RECORDS FOR THE EXERCISE -
BEGIN
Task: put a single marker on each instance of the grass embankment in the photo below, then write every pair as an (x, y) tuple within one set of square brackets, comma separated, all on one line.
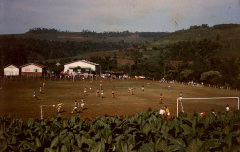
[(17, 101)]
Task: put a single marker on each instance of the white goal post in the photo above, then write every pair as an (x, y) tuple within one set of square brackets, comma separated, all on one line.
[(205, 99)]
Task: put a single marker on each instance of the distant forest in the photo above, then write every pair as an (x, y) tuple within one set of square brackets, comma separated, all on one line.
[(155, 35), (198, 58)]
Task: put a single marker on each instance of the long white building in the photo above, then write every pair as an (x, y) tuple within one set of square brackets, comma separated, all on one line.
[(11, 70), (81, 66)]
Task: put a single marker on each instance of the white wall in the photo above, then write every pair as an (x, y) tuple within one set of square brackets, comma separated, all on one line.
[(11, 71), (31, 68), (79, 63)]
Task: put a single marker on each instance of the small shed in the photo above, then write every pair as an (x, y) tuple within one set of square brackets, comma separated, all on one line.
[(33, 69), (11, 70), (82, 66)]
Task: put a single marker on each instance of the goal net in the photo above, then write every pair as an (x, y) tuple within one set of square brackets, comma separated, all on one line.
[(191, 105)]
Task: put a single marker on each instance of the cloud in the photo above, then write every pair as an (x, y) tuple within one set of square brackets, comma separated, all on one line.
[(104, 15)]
END
BEGIN
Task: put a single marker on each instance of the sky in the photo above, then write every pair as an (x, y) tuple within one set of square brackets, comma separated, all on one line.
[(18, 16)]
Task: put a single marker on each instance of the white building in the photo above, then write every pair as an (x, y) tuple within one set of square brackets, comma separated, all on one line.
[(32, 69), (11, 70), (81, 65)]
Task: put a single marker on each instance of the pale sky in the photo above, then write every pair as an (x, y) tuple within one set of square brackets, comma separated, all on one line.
END
BEGIN
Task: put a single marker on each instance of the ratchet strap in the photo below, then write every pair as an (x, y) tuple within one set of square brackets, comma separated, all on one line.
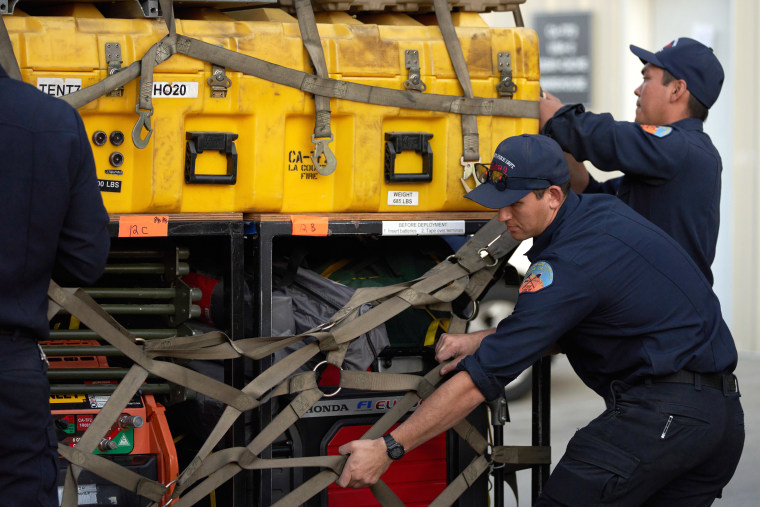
END
EXERCISE BRIEF -
Set down exactly the lines of the data above, beginning with the line that has "the white building" and ending with the line that has "Task: put a single marker on each instance of the pale", and no others.

ANSWER -
Task: put a single marker on each instance of the white building in the photo above, then write every pair as an (x, y) tuple within one set of square brackets, comma separated, all on one line.
[(32, 69), (11, 70), (81, 65)]
Task: put a single marker on each instance of the pale sky in the photo above, then write every pair as an (x, y) tuple within one set of square brackets, comma separated, all on one line.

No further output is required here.